Rule Number #1
It’s a sinister disease, this cancer. In the last few weeks it’s played some dirty tricks on friends who were doing everything right in their fight to live despite a diagnosis of advanced staged disease.
Their treatments were going well. The follow up scans were coming back with those magical letters, N-E-D and family and friends were exhaling from a rough time.
Then cancer did what cancer does so well…it changed the rules. No more chemotherapy. The patients were willing but the bodies just couldn’t take anymore. Vital organs were screaming “STOP.” Too much toxicity, too much to handle.
Talk about free-falling from a healthy high to a devastating low.
What happens now? Remember rule number one in cancer world? It’s not what we see that worries us, it’s what we don’t see.
Both of these friends say it’s like hearing the tic toc of the cancer clock in the distance. How long before it returns? And what to do when it does?
We all hate rule number one.

(Saved entries)
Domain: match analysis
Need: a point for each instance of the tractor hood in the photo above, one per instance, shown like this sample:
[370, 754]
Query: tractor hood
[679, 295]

### AIM OF THE EXERCISE
Pick up the post about cancer's "rule number one" after its final line and write what comes next.

### RESPONSE TO THIS EXERCISE
September 30, 2011 @ 6:50 pm
I was out of town last weekend. When I returned I found out that the little boy my church had been praying for for the last 10 months had passed away. He was 7 months old when he was diagnosed- not quite 18 months when he passed. Because of all the time spent in the hospital and getting stem cells, etc. he was behind on his milestones. So his parents never got to hear him say his first word, or watch him take his first steps. This disease is just horrible. Little Micah had just been released after his stem cell transplant. His parents were starting to think they had it beaten. Then it came back – more aggressively than the doctors thought. At first the doctors said he would have a few more months. That quickly changed to a few more hours…
How do you say goodbye to a baby. I can’t even imagine. He hadn’t even had a chance to live. 10 months of his 17 were spent in the hospital.
September 30, 2011 @ 8:36 am
Cancer families are always waiting for the other shoe to fall…it’s a nerve wracking life.